Copy the entries below, from the line containing "[ ] locate the yellow top" down through the end of the entries, swapping every "drop one point per instance" for "mark each instance with one point" and leaving everything else unchanged.

TASK DATA
##############################

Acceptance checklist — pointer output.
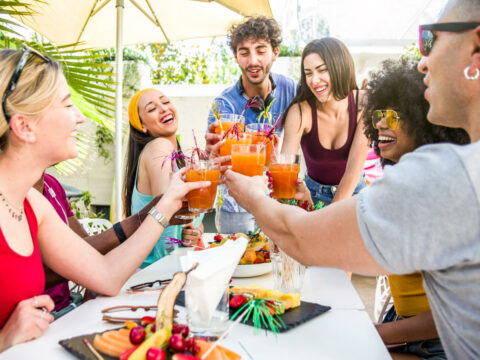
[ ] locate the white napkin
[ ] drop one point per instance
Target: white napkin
(207, 283)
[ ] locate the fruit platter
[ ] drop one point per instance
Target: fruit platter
(153, 338)
(256, 258)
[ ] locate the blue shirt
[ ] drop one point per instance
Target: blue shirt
(232, 101)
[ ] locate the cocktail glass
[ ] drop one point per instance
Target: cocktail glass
(259, 133)
(284, 170)
(248, 159)
(186, 214)
(231, 139)
(231, 129)
(202, 200)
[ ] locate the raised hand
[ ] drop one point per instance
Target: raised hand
(28, 321)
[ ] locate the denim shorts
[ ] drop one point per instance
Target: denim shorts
(326, 193)
(431, 349)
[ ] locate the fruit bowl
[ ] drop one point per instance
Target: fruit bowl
(251, 270)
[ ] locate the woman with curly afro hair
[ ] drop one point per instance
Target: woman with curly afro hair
(396, 123)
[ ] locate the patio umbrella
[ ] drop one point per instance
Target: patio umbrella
(92, 23)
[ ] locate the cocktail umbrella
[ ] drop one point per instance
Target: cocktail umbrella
(93, 24)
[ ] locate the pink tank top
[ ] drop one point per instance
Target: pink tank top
(323, 165)
(21, 277)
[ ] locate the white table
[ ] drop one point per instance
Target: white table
(342, 333)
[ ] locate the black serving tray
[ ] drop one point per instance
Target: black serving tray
(292, 317)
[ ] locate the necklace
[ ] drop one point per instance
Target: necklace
(16, 213)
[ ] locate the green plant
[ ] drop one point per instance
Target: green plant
(180, 63)
(103, 138)
(412, 52)
(82, 207)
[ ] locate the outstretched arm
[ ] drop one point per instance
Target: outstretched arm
(328, 237)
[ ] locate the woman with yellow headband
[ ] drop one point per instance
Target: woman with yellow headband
(38, 126)
(153, 126)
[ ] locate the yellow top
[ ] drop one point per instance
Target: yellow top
(408, 294)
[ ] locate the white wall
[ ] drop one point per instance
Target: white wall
(193, 102)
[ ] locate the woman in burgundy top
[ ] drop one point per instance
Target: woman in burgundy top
(324, 119)
(38, 123)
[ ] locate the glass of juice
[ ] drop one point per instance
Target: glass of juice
(284, 170)
(259, 133)
(231, 139)
(202, 200)
(248, 159)
(231, 129)
(185, 213)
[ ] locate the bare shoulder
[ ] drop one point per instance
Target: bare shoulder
(40, 205)
(362, 97)
(300, 116)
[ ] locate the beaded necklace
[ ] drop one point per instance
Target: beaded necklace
(16, 213)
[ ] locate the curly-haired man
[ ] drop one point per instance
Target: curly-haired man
(255, 45)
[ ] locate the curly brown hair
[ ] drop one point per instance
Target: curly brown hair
(258, 28)
(399, 86)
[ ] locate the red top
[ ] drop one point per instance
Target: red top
(21, 277)
(323, 165)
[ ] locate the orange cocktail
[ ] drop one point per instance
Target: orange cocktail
(259, 133)
(249, 159)
(202, 200)
(231, 129)
(284, 170)
(226, 149)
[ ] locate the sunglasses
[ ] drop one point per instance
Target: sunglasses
(12, 84)
(142, 287)
(391, 118)
(427, 37)
(142, 311)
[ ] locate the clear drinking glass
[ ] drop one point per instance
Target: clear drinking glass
(288, 274)
(202, 200)
(259, 132)
(249, 159)
(199, 322)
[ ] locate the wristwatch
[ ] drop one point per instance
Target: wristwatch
(159, 217)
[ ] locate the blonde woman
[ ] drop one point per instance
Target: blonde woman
(38, 123)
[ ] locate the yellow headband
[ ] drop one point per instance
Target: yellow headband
(133, 115)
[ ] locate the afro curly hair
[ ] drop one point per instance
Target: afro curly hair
(258, 28)
(399, 86)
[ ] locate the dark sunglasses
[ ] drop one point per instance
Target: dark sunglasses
(121, 319)
(142, 287)
(427, 37)
(391, 118)
(12, 84)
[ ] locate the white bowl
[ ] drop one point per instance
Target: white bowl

##############################

OUTPUT OF THE EXERCISE
[ ] locate the yellow top
[ ] mark each instance with one point
Target: yellow top
(408, 294)
[ ] locate the white wall
[ ] mark each instance with one point
Target: white wall
(193, 102)
[ ] locate the woman in burgundy top
[ ] mark each instance with one point
Target: woman in burgundy top
(324, 119)
(38, 123)
[ ] locate the glass of juice
[ ] mark each instance with one point
Target: glass of juice
(284, 170)
(259, 133)
(231, 139)
(202, 200)
(248, 159)
(231, 129)
(185, 213)
[ ] locate the bare shoulder
[ ] mark each instance with one point
Target: bare shoulder
(40, 205)
(362, 97)
(300, 116)
[ ] locate the beaded necklace
[ ] mark each instance with one point
Target: beaded necklace
(16, 213)
[ ] locate the curly-haired man
[ ] mark each instance with one point
Target: curly-haired man
(255, 45)
[ ] locate the curly brown hair
[ ] mark each instance with one point
Target: curly brown hair
(258, 28)
(399, 86)
[ ] locate the red top
[ ] mark each instance with one point
Target: red top
(21, 277)
(323, 165)
[ ] locate the orange cocktail
[ ] mark each instance with one point
Target: orange cocktail
(259, 133)
(249, 159)
(202, 200)
(231, 129)
(284, 170)
(226, 149)
[ ] locate the sunglasses
[ ] mark each instance with one point
Target: sunglasses
(12, 84)
(142, 287)
(391, 118)
(427, 37)
(142, 311)
[ ] locate the clear drinking glass
[ ] mark each instance with one point
Target: clear drinking glass
(288, 274)
(202, 200)
(259, 132)
(249, 159)
(199, 322)
[ ] locate the wristwatch
[ ] mark each instance with one point
Target: wristwatch
(159, 217)
[ ] locate the blonde woman
[ ] mark each instance with one point
Target: blonde woman
(38, 123)
[ ] locate the yellow headband
[ ] mark each instance with one point
Target: yellow headband
(133, 115)
[ ] locate the afro curly hair
[ ] mark each instance with one point
Target: afro curly hair
(258, 28)
(399, 86)
[ ] locate the dark sunglasses
[ ] mark each instance with one point
Target: dark sunglasses
(121, 319)
(142, 287)
(427, 37)
(391, 118)
(12, 84)
[ ] locate the white bowl
[ ] mark each instance with one point
Target: white bowl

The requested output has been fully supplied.